Exercise goal: Lay out every line of the entries below as a Markdown table with two columns, Row and Line Text, numbering the rows and skipping blank lines. Leave the pictures out.

[BEGIN]

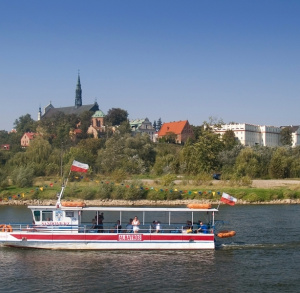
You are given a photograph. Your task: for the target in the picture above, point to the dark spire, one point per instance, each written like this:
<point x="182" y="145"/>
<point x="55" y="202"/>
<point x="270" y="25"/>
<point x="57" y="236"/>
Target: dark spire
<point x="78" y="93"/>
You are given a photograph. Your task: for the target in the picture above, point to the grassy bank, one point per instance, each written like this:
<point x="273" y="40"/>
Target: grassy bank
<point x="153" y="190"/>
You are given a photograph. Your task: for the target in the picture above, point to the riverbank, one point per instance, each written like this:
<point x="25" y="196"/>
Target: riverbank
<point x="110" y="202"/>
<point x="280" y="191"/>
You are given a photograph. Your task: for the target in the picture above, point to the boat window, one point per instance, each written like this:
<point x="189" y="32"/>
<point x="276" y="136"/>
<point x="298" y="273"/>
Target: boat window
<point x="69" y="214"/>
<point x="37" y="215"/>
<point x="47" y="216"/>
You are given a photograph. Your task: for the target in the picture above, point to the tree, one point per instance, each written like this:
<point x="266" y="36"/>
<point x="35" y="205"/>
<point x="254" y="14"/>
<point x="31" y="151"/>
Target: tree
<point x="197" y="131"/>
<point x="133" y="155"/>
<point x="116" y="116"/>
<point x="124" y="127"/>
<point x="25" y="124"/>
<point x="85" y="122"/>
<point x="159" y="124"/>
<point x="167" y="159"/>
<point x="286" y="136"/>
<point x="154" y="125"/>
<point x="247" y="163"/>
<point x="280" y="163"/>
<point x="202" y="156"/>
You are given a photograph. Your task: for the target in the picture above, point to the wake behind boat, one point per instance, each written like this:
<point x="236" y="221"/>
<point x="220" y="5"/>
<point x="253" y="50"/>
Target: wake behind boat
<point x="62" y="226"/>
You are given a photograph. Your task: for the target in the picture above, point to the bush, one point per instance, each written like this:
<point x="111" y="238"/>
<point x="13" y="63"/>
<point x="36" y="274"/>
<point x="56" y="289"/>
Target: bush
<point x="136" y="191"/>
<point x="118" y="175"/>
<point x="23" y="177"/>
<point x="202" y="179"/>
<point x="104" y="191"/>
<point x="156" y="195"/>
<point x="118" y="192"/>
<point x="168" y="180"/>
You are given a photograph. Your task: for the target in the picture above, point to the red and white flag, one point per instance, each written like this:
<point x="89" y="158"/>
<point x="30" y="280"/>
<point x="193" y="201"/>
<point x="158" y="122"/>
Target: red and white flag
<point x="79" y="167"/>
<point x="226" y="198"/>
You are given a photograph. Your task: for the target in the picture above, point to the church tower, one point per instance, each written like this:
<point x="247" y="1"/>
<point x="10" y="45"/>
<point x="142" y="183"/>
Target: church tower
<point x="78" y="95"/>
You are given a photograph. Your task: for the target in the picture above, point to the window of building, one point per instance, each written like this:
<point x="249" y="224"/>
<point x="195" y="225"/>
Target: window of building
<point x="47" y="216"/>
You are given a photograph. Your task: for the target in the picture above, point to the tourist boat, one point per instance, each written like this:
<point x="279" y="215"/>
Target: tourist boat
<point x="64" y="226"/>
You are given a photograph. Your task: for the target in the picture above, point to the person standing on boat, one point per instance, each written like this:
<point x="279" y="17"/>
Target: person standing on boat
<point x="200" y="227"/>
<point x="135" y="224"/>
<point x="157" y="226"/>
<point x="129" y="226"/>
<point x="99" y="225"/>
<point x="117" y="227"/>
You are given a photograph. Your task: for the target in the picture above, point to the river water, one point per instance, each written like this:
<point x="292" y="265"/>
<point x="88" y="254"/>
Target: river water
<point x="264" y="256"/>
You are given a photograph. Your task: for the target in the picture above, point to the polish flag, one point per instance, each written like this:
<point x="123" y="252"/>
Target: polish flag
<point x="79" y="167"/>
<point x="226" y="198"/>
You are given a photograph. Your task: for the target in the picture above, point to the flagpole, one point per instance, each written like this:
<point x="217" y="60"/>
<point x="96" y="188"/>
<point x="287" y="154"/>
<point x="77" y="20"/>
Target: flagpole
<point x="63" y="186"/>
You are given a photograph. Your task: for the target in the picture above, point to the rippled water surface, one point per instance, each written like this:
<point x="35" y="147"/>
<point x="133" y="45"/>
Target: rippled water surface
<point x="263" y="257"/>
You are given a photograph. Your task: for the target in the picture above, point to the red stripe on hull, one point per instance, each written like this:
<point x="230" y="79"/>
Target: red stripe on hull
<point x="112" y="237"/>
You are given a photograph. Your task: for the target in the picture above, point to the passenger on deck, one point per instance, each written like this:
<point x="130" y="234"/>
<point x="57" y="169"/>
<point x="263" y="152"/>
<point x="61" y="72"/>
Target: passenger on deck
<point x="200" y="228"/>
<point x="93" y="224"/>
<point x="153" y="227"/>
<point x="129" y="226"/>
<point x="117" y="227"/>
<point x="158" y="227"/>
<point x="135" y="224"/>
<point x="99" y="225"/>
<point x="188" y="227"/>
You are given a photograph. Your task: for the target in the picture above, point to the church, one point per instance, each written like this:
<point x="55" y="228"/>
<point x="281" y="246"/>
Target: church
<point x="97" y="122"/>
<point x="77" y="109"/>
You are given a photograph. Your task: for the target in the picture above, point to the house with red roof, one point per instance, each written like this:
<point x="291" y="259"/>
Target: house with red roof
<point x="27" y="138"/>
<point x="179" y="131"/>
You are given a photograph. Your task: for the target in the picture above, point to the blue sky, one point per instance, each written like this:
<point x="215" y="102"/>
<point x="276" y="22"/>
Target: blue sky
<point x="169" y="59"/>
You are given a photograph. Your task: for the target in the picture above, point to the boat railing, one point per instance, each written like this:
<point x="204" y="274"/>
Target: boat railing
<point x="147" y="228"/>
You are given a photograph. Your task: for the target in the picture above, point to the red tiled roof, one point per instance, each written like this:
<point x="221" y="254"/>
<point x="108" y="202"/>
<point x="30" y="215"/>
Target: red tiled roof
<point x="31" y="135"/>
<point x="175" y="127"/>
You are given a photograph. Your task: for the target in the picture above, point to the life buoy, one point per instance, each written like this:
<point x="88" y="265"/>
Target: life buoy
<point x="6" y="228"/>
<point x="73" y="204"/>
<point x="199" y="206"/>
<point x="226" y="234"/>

[END]

Response for this exercise:
| Row | Line Text |
|---|---|
| 1 | You are given a photograph. Your task: for the target in the picture above, point to the dark spire, one point per instance, each written like this: |
| 2 | <point x="182" y="145"/> |
| 3 | <point x="55" y="202"/> |
| 4 | <point x="270" y="25"/> |
| 5 | <point x="57" y="236"/> |
| 6 | Target: dark spire |
| 7 | <point x="78" y="93"/> |
| 8 | You are given a photograph. Your task: for the target in the picture above, point to the grassy bank, one point per instance, each written like this: |
| 9 | <point x="273" y="40"/> |
| 10 | Target: grassy bank |
| 11 | <point x="153" y="190"/> |
| 12 | You are given a photograph. Your task: for the target in the picture above, point to the riverbank, one point per instance, each written like this: |
| 13 | <point x="25" y="196"/> |
| 14 | Target: riverbank |
| 15 | <point x="110" y="202"/> |
| 16 | <point x="280" y="191"/> |
| 17 | You are given a photograph. Your task: for the target in the picture above, point to the boat window, one point per instance, each written like this: |
| 18 | <point x="189" y="32"/> |
| 19 | <point x="276" y="136"/> |
| 20 | <point x="298" y="273"/> |
| 21 | Target: boat window |
| 22 | <point x="69" y="214"/> |
| 23 | <point x="37" y="215"/> |
| 24 | <point x="47" y="216"/> |
| 25 | You are given a photograph. Your task: for the target in the picture above, point to the tree, one point per instance, each written like this: |
| 26 | <point x="266" y="36"/> |
| 27 | <point x="35" y="205"/> |
| 28 | <point x="254" y="14"/> |
| 29 | <point x="31" y="151"/> |
| 30 | Target: tree |
| 31 | <point x="197" y="131"/> |
| 32 | <point x="133" y="155"/> |
| 33 | <point x="116" y="116"/> |
| 34 | <point x="124" y="127"/> |
| 35 | <point x="25" y="124"/> |
| 36 | <point x="85" y="122"/> |
| 37 | <point x="159" y="124"/> |
| 38 | <point x="167" y="159"/> |
| 39 | <point x="286" y="136"/> |
| 40 | <point x="154" y="125"/> |
| 41 | <point x="247" y="163"/> |
| 42 | <point x="280" y="163"/> |
| 43 | <point x="202" y="156"/> |
| 44 | You are given a photograph. Your task: for the target in the picture above, point to the wake behind boat, one point per instance, each written like this: |
| 45 | <point x="236" y="221"/> |
| 46 | <point x="220" y="5"/> |
| 47 | <point x="253" y="50"/> |
| 48 | Target: wake behind boat |
| 49 | <point x="62" y="226"/> |
| 50 | You are given a photograph. Your task: for the target in the picture above, point to the bush, one point per instance, each written like this: |
| 51 | <point x="111" y="238"/> |
| 52 | <point x="13" y="63"/> |
| 53 | <point x="36" y="274"/> |
| 54 | <point x="56" y="289"/> |
| 55 | Target: bush |
| 56 | <point x="136" y="191"/> |
| 57 | <point x="118" y="175"/> |
| 58 | <point x="23" y="177"/> |
| 59 | <point x="202" y="179"/> |
| 60 | <point x="104" y="191"/> |
| 61 | <point x="156" y="195"/> |
| 62 | <point x="118" y="192"/> |
| 63 | <point x="168" y="180"/> |
| 64 | You are given a photograph. Your task: for the target in the picture above, point to the red and white flag, one point per instance, each written like this: |
| 65 | <point x="89" y="158"/> |
| 66 | <point x="30" y="280"/> |
| 67 | <point x="193" y="201"/> |
| 68 | <point x="158" y="122"/> |
| 69 | Target: red and white flag |
| 70 | <point x="79" y="167"/> |
| 71 | <point x="226" y="198"/> |
| 72 | You are given a photograph. Your task: for the target in the picture above, point to the church tower, one point per instance, each written like this: |
| 73 | <point x="247" y="1"/> |
| 74 | <point x="10" y="45"/> |
| 75 | <point x="142" y="183"/> |
| 76 | Target: church tower |
| 77 | <point x="78" y="95"/> |
| 78 | You are given a photograph. Your task: for the target in the picture above, point to the window of building, one point per instance, each written like this: |
| 79 | <point x="249" y="224"/> |
| 80 | <point x="195" y="225"/> |
| 81 | Target: window of building |
| 82 | <point x="47" y="216"/> |
| 83 | You are given a photograph. Your task: for the target in the picture above, point to the tourist boat, one point per instance, each written like this: |
| 84 | <point x="279" y="215"/> |
| 85 | Target: tourist boat |
| 86 | <point x="64" y="226"/> |
| 87 | You are given a photograph. Your task: for the target in the picture above, point to the person standing on boat, one point per instance, each written like this: |
| 88 | <point x="279" y="17"/> |
| 89 | Target: person standing on boat |
| 90 | <point x="200" y="227"/> |
| 91 | <point x="135" y="224"/> |
| 92 | <point x="157" y="226"/> |
| 93 | <point x="129" y="226"/> |
| 94 | <point x="99" y="225"/> |
| 95 | <point x="117" y="227"/> |
| 96 | You are given a photograph. Your task: for the target in the picture above, point to the river water, one point per instance, each written like this: |
| 97 | <point x="292" y="265"/> |
| 98 | <point x="88" y="254"/> |
| 99 | Target: river water |
| 100 | <point x="264" y="256"/> |
| 101 | You are given a photograph. Your task: for the target in the picture above, point to the polish flag, one point per instance, each written like this: |
| 102 | <point x="123" y="252"/> |
| 103 | Target: polish flag |
| 104 | <point x="79" y="167"/> |
| 105 | <point x="226" y="198"/> |
| 106 | You are given a photograph. Your task: for the target in the picture above, point to the flagpole, one point per instance, each written like this: |
| 107 | <point x="217" y="60"/> |
| 108 | <point x="96" y="188"/> |
| 109 | <point x="287" y="154"/> |
| 110 | <point x="77" y="20"/> |
| 111 | Target: flagpole |
| 112 | <point x="63" y="186"/> |
| 113 | You are given a photograph. Your task: for the target in the picture above, point to the rippled water surface, one point per instance, each written like this: |
| 114 | <point x="35" y="147"/> |
| 115 | <point x="133" y="45"/> |
| 116 | Target: rippled water surface |
| 117 | <point x="263" y="257"/> |
| 118 | You are given a photograph. Your task: for the target in the picture above, point to the red stripe on hull, one point per instance, each written like this: |
| 119 | <point x="230" y="79"/> |
| 120 | Target: red stripe on hull |
| 121 | <point x="112" y="237"/> |
| 122 | You are given a photograph. Your task: for the target in the picture above, point to the passenger on deck, one point per instance, each written like this: |
| 123 | <point x="130" y="234"/> |
| 124 | <point x="57" y="169"/> |
| 125 | <point x="263" y="152"/> |
| 126 | <point x="61" y="72"/> |
| 127 | Target: passenger on deck |
| 128 | <point x="200" y="228"/> |
| 129 | <point x="93" y="224"/> |
| 130 | <point x="153" y="227"/> |
| 131 | <point x="129" y="226"/> |
| 132 | <point x="117" y="227"/> |
| 133 | <point x="158" y="227"/> |
| 134 | <point x="135" y="224"/> |
| 135 | <point x="99" y="225"/> |
| 136 | <point x="188" y="227"/> |
| 137 | You are given a photograph. Your task: for the target in the picture above, point to the church, one point per instance, each written like this: |
| 138 | <point x="55" y="228"/> |
| 139 | <point x="281" y="246"/> |
| 140 | Target: church |
| 141 | <point x="97" y="122"/> |
| 142 | <point x="77" y="109"/> |
| 143 | You are given a photograph. Your task: for the target in the picture above, point to the house with red roof, one point per instance, each written like this: |
| 144 | <point x="291" y="259"/> |
| 145 | Target: house with red roof |
| 146 | <point x="27" y="138"/> |
| 147 | <point x="179" y="131"/> |
| 148 | You are given a photograph. Your task: for the target in the picture above, point to the blue sky, one point per instance, each written like this: |
| 149 | <point x="215" y="102"/> |
| 150 | <point x="276" y="22"/> |
| 151 | Target: blue sky |
| 152 | <point x="169" y="59"/> |
| 153 | You are given a photograph. Your task: for the target in the picture above, point to the boat railing, one point per instance, each written like this: |
| 154 | <point x="204" y="274"/> |
| 155 | Target: boat railing |
| 156 | <point x="147" y="228"/> |
| 157 | You are given a photograph. Your task: for the target in the picture above, point to the red tiled roof, one point per instance, each written like this: |
| 158 | <point x="221" y="254"/> |
| 159 | <point x="108" y="202"/> |
| 160 | <point x="30" y="215"/> |
| 161 | Target: red tiled roof |
| 162 | <point x="31" y="135"/> |
| 163 | <point x="175" y="127"/> |
| 164 | You are given a photograph. Your task: for the target in the picture above, point to the life buoy, one point per instance, each written like this: |
| 165 | <point x="88" y="265"/> |
| 166 | Target: life buoy |
| 167 | <point x="6" y="228"/> |
| 168 | <point x="73" y="204"/> |
| 169 | <point x="199" y="206"/> |
| 170 | <point x="226" y="234"/> |